* _CHALLENGE_
Reproduce the following material line for line, without any changes, and omit the pictures from your reproduction.

(Image object location entries)
****************************************

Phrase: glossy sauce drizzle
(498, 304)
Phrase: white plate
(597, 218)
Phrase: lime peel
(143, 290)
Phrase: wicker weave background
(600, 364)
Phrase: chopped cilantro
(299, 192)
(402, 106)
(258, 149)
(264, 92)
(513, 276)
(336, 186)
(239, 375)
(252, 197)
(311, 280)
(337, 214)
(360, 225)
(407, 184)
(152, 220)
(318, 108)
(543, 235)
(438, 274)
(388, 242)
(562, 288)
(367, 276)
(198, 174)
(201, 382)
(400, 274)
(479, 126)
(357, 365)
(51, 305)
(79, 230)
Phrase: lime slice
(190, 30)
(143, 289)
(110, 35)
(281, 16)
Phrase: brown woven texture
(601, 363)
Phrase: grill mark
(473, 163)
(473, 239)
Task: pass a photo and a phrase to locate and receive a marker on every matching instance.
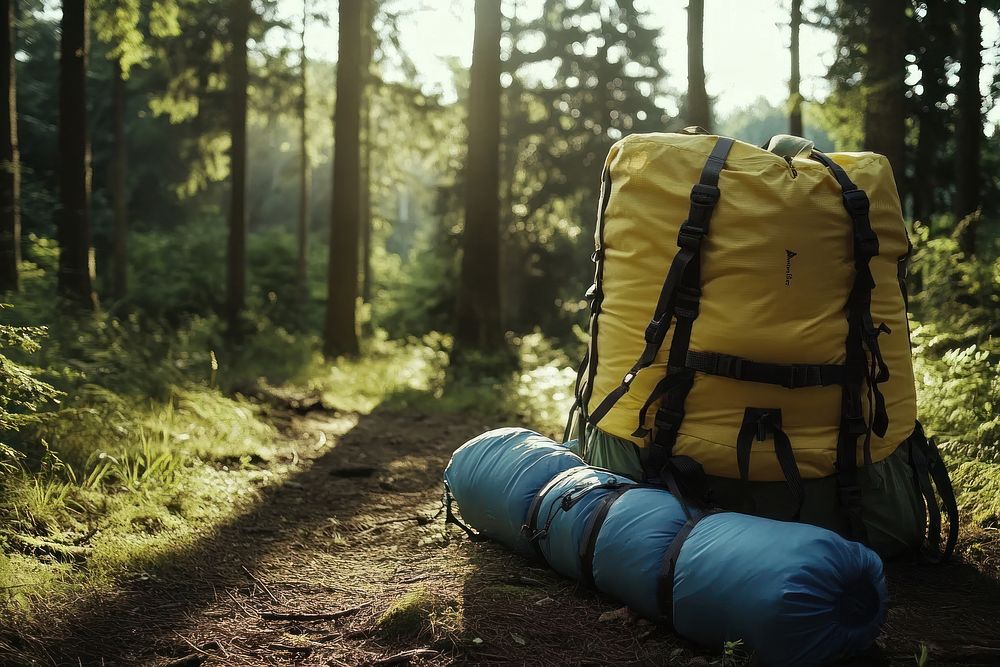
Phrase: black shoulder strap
(704, 196)
(852, 421)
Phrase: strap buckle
(689, 236)
(668, 420)
(687, 301)
(801, 376)
(856, 202)
(856, 425)
(705, 195)
(729, 366)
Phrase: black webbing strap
(666, 384)
(927, 467)
(760, 424)
(678, 292)
(596, 297)
(704, 196)
(902, 269)
(449, 517)
(577, 400)
(860, 330)
(588, 541)
(668, 566)
(791, 376)
(530, 527)
(682, 476)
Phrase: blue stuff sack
(495, 476)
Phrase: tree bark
(301, 263)
(341, 335)
(75, 272)
(119, 190)
(10, 161)
(795, 77)
(969, 130)
(885, 113)
(930, 121)
(237, 244)
(698, 112)
(366, 170)
(478, 319)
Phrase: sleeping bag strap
(860, 332)
(668, 567)
(449, 517)
(681, 291)
(588, 541)
(790, 376)
(762, 423)
(927, 467)
(530, 527)
(596, 297)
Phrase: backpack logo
(788, 266)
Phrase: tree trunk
(366, 156)
(970, 125)
(119, 191)
(75, 272)
(236, 271)
(794, 79)
(478, 321)
(341, 334)
(302, 289)
(697, 98)
(885, 113)
(930, 124)
(10, 162)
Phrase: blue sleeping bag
(495, 477)
(793, 593)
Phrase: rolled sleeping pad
(561, 516)
(794, 594)
(495, 476)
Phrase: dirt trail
(306, 578)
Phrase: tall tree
(236, 260)
(697, 109)
(341, 335)
(10, 160)
(303, 228)
(119, 188)
(367, 49)
(795, 77)
(75, 272)
(969, 130)
(934, 46)
(478, 322)
(117, 24)
(885, 83)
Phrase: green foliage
(22, 394)
(955, 346)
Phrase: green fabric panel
(617, 455)
(893, 509)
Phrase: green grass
(140, 480)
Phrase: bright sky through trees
(746, 45)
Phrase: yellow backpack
(749, 309)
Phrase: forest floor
(346, 561)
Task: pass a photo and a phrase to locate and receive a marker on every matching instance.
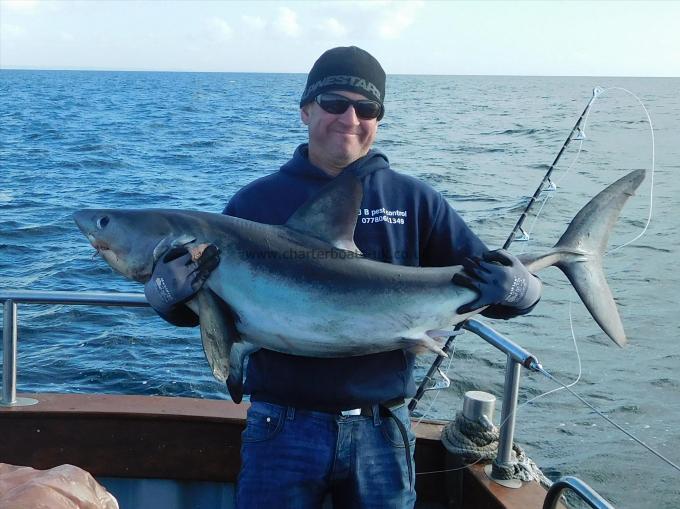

****************************************

* _REPLY_
Phrase: glossy sauce drizzle
(498, 304)
Phrase: white plate
(597, 218)
Phrase: lime peel
(143, 290)
Phrase: wicker weave background
(600, 364)
Phrase: chopped cilantro
(299, 192)
(402, 106)
(258, 149)
(264, 92)
(513, 276)
(336, 186)
(239, 375)
(252, 197)
(311, 280)
(337, 214)
(360, 225)
(407, 184)
(152, 220)
(318, 108)
(543, 235)
(438, 274)
(388, 242)
(562, 288)
(367, 276)
(198, 174)
(201, 382)
(400, 274)
(479, 126)
(357, 365)
(51, 305)
(79, 230)
Phrase: lime slice
(190, 30)
(143, 289)
(110, 35)
(281, 16)
Phrase: brown woven texture
(601, 363)
Phrase: grill mark
(473, 163)
(473, 239)
Task: pass a photo and a phrase to locate and receive a marker on every matching instance.
Phrase: black shoulder strap
(704, 196)
(852, 421)
Phrase: strap buckle
(689, 236)
(668, 420)
(687, 301)
(801, 376)
(856, 202)
(856, 425)
(705, 195)
(729, 366)
Phrase: black webbing strap
(666, 384)
(927, 467)
(760, 424)
(678, 292)
(596, 297)
(704, 196)
(902, 269)
(449, 517)
(577, 400)
(860, 330)
(588, 541)
(668, 566)
(791, 376)
(530, 527)
(682, 476)
Phrase: blue stuff sack
(495, 476)
Phrase: tree bark
(301, 263)
(341, 335)
(75, 272)
(119, 190)
(10, 161)
(795, 77)
(969, 130)
(885, 113)
(930, 121)
(237, 244)
(698, 112)
(366, 170)
(478, 319)
Phrase: sleeping bag strap
(860, 332)
(668, 567)
(449, 517)
(681, 291)
(588, 541)
(790, 376)
(762, 423)
(927, 467)
(530, 527)
(596, 297)
Phrase: backpack logo
(788, 266)
Phrase: tree trunk
(366, 156)
(970, 125)
(119, 191)
(75, 272)
(236, 271)
(794, 79)
(478, 321)
(341, 334)
(302, 289)
(697, 98)
(885, 113)
(930, 124)
(10, 162)
Phrase: blue sleeping bag
(495, 477)
(793, 593)
Phrase: rolled sleeping pad
(561, 516)
(794, 594)
(495, 476)
Phrase: dirt trail
(306, 578)
Phrase: tall tree
(236, 260)
(697, 109)
(341, 335)
(10, 160)
(303, 228)
(119, 188)
(367, 49)
(795, 77)
(75, 272)
(969, 130)
(934, 46)
(478, 322)
(117, 24)
(885, 83)
Phrase: green foliage
(22, 394)
(955, 346)
Phrase: green fabric panel
(617, 455)
(893, 509)
Phrase: green grass
(140, 480)
Phrase: bright sky through trees
(746, 45)
Phrase: yellow backpack
(749, 309)
Phrase: forest floor
(346, 561)
Task: pass a photo and a phrase to locate and receive a marker on every matching instance.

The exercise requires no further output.